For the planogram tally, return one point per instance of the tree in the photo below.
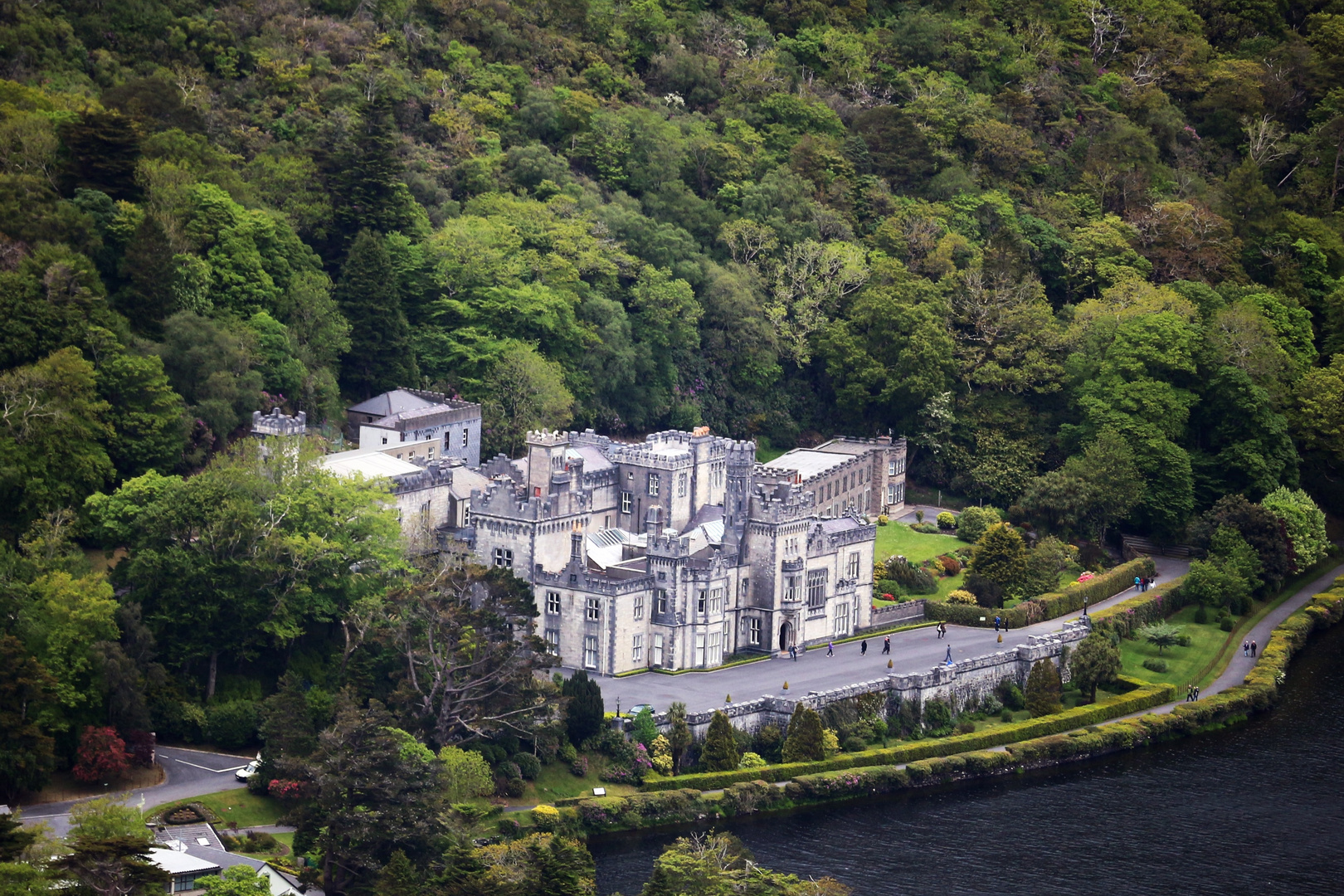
(1096, 661)
(1305, 524)
(1043, 688)
(523, 391)
(465, 774)
(804, 740)
(711, 864)
(52, 438)
(102, 755)
(114, 865)
(1160, 635)
(240, 880)
(26, 699)
(371, 796)
(679, 733)
(583, 711)
(379, 355)
(468, 655)
(1001, 558)
(721, 748)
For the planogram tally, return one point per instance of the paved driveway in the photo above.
(912, 652)
(187, 772)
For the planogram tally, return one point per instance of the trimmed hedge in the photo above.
(1142, 698)
(1259, 692)
(1050, 605)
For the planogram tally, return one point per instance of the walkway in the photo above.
============================================================
__Exercise instructions__
Rewrite all the entries above, replacing "planogram tally" with "shelf count" and keeping everything else the same. Leave the pictures out of your answer.

__The answer__
For the shelf count, return one point per instance of the tree in the photo below.
(1096, 661)
(1305, 524)
(1043, 688)
(523, 391)
(465, 774)
(804, 740)
(711, 864)
(52, 438)
(102, 755)
(114, 865)
(1160, 635)
(240, 880)
(26, 699)
(371, 796)
(679, 733)
(583, 711)
(379, 355)
(468, 655)
(1001, 558)
(721, 748)
For the shelf count, return one point per instance of the paved driveway in the photo above.
(912, 652)
(187, 772)
For the shelf count, return one point per instance of the trimmed hedge in the photo above.
(1142, 698)
(1259, 692)
(1050, 605)
For the shelf count, return one point per instance of the walkway in the photo above.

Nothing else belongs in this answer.